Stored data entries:
%%

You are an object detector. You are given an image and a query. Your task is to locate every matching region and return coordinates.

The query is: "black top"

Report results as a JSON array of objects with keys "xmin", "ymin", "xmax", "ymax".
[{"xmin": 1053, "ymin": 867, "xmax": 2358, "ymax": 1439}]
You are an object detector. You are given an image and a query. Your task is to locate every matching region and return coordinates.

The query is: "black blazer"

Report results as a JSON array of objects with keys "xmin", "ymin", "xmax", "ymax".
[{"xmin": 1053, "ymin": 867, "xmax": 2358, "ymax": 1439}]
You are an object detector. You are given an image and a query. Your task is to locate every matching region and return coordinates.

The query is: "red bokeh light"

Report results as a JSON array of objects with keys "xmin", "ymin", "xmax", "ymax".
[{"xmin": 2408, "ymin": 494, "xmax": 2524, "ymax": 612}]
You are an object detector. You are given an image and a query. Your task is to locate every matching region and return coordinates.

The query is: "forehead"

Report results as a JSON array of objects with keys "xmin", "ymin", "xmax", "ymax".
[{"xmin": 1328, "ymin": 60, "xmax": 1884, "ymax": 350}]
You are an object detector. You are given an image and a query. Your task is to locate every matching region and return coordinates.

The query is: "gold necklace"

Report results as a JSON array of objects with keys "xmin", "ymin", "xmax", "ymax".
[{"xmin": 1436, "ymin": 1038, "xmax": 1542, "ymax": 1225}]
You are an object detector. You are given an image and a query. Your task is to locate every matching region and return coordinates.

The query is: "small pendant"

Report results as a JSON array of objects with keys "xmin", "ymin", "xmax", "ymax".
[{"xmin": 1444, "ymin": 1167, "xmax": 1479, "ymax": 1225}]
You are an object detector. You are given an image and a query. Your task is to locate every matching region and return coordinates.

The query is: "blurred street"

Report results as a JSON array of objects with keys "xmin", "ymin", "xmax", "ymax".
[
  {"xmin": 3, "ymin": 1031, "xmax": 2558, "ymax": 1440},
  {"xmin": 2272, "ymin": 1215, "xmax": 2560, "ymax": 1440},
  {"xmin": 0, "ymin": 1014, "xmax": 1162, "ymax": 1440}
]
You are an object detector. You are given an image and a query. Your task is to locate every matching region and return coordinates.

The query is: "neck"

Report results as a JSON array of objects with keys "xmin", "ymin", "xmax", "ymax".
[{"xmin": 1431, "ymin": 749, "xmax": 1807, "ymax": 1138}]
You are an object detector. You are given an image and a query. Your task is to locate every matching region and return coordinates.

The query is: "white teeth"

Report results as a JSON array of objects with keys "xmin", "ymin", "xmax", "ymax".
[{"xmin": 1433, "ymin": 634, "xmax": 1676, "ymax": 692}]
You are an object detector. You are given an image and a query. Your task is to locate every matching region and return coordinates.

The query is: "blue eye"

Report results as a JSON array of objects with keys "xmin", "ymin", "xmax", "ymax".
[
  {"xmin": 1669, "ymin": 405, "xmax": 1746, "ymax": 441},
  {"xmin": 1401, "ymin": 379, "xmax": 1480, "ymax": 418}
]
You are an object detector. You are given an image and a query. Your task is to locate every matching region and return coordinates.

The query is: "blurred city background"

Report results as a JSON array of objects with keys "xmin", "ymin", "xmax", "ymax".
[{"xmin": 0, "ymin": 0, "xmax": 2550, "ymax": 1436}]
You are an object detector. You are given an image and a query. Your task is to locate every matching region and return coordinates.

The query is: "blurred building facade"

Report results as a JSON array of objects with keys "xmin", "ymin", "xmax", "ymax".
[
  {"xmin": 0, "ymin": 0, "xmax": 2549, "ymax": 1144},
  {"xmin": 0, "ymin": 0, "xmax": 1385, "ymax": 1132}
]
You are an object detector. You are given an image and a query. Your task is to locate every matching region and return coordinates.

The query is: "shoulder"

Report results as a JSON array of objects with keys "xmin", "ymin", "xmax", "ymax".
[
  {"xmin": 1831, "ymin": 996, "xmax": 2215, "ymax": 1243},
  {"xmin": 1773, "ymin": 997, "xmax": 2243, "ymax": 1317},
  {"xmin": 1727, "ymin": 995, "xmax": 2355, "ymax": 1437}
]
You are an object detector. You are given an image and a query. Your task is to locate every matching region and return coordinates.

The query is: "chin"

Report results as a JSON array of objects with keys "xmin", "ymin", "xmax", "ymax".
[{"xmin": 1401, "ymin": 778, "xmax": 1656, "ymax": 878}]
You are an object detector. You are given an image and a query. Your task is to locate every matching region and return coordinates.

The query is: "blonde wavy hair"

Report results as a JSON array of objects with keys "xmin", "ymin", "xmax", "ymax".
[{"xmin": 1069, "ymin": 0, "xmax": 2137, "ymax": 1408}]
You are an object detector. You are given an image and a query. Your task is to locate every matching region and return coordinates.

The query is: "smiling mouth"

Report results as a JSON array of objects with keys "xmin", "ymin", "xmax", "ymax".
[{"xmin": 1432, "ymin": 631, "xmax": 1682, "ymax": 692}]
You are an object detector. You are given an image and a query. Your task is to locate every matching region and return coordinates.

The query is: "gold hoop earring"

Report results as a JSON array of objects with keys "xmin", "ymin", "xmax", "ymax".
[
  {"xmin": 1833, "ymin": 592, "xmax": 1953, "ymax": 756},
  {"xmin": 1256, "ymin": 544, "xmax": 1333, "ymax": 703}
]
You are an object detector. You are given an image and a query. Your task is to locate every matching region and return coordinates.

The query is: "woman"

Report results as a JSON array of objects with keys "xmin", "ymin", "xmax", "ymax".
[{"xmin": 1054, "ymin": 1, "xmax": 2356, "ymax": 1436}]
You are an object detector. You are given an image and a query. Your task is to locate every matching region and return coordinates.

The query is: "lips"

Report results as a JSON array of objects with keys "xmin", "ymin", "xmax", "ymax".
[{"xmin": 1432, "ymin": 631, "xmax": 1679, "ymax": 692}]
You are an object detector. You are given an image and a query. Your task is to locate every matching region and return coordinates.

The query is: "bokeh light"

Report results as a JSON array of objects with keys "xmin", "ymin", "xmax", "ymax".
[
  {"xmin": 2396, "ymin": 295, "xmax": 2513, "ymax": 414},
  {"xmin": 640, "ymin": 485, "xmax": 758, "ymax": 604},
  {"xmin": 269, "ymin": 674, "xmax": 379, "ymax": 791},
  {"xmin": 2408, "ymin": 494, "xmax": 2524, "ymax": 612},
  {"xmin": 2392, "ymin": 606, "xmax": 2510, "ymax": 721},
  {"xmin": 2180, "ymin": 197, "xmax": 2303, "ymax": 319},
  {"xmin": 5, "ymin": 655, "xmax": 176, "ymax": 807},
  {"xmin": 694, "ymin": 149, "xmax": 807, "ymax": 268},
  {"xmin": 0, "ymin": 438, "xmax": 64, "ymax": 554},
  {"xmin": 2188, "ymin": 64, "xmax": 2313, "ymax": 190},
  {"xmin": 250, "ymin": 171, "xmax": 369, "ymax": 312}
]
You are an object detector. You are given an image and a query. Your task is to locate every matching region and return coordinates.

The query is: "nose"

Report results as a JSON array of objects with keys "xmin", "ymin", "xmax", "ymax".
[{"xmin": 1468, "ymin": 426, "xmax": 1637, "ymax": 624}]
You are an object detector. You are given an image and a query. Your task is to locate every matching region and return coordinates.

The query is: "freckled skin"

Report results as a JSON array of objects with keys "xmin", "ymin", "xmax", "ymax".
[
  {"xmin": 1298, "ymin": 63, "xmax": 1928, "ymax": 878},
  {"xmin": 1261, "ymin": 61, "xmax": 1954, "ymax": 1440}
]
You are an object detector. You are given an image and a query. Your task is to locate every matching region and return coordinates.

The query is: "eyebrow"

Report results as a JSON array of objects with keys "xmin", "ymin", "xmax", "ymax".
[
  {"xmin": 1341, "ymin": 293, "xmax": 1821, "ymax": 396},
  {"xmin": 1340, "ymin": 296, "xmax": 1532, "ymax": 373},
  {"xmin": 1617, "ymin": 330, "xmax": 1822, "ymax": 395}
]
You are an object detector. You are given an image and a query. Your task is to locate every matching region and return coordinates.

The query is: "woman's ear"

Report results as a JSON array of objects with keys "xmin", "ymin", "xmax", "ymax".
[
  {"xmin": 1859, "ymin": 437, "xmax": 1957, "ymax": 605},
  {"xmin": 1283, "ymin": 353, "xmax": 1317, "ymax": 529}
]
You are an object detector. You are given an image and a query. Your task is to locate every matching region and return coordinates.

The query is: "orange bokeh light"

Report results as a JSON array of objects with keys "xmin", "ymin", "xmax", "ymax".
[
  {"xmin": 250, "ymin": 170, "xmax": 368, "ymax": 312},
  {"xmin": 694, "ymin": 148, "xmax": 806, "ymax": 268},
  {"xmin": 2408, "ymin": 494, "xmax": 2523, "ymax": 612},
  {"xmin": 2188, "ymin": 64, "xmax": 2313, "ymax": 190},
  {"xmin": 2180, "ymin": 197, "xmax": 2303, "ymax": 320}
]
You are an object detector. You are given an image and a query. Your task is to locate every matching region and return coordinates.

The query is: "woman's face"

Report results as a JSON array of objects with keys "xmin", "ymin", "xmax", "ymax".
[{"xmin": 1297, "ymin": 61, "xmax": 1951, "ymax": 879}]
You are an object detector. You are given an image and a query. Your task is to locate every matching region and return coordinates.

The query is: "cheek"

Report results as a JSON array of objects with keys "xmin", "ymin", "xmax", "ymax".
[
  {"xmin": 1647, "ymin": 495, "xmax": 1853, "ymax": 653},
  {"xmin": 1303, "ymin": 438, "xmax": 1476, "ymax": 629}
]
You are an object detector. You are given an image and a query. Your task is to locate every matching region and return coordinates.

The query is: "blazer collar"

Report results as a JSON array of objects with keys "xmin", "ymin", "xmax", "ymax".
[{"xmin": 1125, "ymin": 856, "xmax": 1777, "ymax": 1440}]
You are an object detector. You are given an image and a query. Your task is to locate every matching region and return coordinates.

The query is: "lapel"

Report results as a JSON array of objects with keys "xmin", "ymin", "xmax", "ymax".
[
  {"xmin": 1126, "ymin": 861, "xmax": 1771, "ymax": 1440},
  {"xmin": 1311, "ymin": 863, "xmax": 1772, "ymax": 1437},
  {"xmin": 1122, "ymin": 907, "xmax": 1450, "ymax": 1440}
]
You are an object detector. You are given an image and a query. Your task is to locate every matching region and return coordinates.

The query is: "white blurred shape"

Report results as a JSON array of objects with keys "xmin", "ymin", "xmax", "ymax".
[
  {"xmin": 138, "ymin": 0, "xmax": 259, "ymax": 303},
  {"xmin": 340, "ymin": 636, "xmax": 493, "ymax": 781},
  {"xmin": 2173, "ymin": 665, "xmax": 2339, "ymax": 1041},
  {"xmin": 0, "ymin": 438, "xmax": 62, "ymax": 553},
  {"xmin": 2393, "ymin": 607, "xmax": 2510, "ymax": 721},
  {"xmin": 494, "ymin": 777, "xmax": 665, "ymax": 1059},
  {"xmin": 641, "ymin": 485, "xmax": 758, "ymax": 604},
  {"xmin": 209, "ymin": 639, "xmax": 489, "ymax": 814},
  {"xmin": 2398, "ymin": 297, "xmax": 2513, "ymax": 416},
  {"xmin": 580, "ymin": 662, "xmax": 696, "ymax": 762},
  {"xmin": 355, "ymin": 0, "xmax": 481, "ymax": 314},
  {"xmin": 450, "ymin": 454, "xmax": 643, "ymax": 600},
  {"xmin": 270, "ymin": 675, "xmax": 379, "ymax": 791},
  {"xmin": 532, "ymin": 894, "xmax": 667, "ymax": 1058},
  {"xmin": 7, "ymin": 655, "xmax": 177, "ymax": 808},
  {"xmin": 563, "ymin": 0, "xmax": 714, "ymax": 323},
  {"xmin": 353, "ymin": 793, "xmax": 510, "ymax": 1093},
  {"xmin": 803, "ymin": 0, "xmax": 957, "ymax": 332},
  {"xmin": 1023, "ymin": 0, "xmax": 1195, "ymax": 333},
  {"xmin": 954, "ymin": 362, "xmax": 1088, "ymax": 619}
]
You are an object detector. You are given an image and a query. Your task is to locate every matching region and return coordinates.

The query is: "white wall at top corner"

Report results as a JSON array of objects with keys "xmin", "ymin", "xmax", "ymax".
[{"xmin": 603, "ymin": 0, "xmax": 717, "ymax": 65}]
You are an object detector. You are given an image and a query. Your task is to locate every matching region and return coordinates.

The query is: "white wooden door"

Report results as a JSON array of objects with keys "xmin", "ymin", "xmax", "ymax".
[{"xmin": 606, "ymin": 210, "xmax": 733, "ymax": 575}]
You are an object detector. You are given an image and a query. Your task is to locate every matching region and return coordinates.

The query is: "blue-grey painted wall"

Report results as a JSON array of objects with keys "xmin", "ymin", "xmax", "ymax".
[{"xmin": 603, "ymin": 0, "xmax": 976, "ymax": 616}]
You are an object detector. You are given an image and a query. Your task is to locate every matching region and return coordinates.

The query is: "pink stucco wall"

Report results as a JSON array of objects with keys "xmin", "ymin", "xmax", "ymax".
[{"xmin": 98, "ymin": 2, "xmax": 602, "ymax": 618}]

%%

(Exercise description): Go through the lines above and tally those with the string "woman". The total is all that is needed.

(Answer to this exercise): 3